### Task brief:
Produce a verbatim copy of the following records, leaving out all pictures.

[Point localization data]
──────────────────────────────
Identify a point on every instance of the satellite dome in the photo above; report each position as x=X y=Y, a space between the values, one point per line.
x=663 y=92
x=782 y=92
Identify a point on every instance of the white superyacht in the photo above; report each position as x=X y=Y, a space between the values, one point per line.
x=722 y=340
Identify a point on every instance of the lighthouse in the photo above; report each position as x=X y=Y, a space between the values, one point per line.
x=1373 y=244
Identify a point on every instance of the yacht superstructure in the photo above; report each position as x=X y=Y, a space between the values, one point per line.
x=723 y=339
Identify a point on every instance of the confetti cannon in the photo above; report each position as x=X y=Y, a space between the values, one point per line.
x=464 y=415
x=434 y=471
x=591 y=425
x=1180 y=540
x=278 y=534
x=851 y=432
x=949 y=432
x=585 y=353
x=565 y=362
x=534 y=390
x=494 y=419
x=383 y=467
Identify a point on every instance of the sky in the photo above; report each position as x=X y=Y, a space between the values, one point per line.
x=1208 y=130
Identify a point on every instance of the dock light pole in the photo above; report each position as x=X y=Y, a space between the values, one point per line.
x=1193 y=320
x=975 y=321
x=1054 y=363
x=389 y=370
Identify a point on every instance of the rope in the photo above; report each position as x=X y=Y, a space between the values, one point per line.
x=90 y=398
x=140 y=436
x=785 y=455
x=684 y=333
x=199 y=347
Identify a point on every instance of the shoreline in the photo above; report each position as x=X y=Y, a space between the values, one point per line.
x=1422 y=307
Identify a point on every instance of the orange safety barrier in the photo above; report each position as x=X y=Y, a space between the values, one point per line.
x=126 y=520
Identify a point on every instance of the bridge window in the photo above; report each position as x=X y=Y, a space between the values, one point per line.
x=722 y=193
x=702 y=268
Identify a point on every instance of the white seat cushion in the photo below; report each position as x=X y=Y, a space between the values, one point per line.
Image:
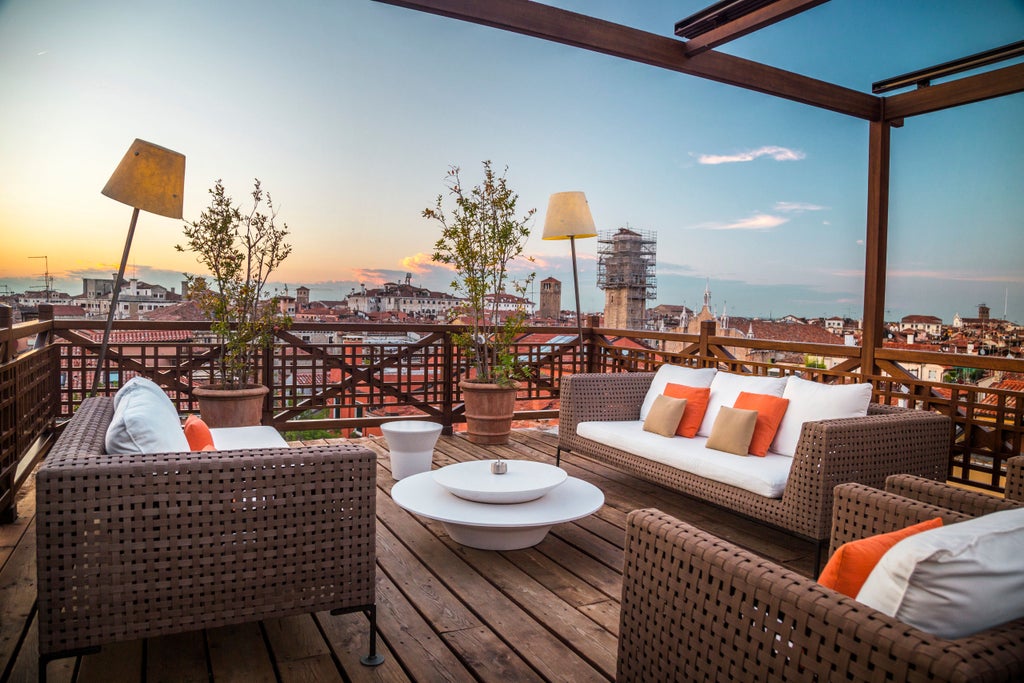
──────────────────────────────
### Solution:
Identify a point on every instance of the satellite dome in the photo above; report each position as x=X y=Y, a space between the values, one point per line.
x=663 y=92
x=782 y=92
Identify a point on every instance of the white superyacht in the photo above; report each position as x=X y=Y, a space between the values, one point per line.
x=722 y=340
Identify a point on every instance of the lighthouse in the photo above; report each position as x=X y=Y, a space between the values, one point per line.
x=1373 y=244
Identify a point on every instance of the yacht superstructure in the photo above; report each position as x=X y=Y, a space between the values, one point per line.
x=723 y=339
Identify a point on every instance of the confetti cannon in the photo above; report each position as x=X y=Y, a space between the values, one point per line.
x=464 y=415
x=434 y=471
x=591 y=425
x=1180 y=540
x=278 y=534
x=851 y=432
x=949 y=432
x=585 y=353
x=565 y=362
x=534 y=390
x=494 y=419
x=383 y=467
Identify a point on every instance of the sky in the photo above; report each position as x=X y=Y, a space between the values, one point per line.
x=1208 y=130
Identify a point on every instance of the dock light pole in the photo above; report each position as x=X y=Y, a space between the values, one point per line.
x=1193 y=320
x=975 y=321
x=1054 y=363
x=389 y=370
Identify a point on every instance of the rope in the photo above; report each position as x=X y=Y, a space between the values, one point per line.
x=90 y=398
x=140 y=436
x=785 y=455
x=684 y=333
x=199 y=347
Identify a point on every instance of the shoreline in the photo above; report each position as x=X y=Y, a space between the values, one point per line.
x=1422 y=307
Identify a point on every instance of the orange safety barrier in the photo above; report each position as x=X y=Y, a space between the values, one point per line.
x=126 y=520
Identify a point on every instance of the bridge window in the photo above; report each position as x=X y=Y, a space between the values, one point per line.
x=722 y=193
x=702 y=268
Identify a point on every instance of the white seat cushion in the photo below; report each position as x=X y=Y, a space between the values, one point per line.
Image:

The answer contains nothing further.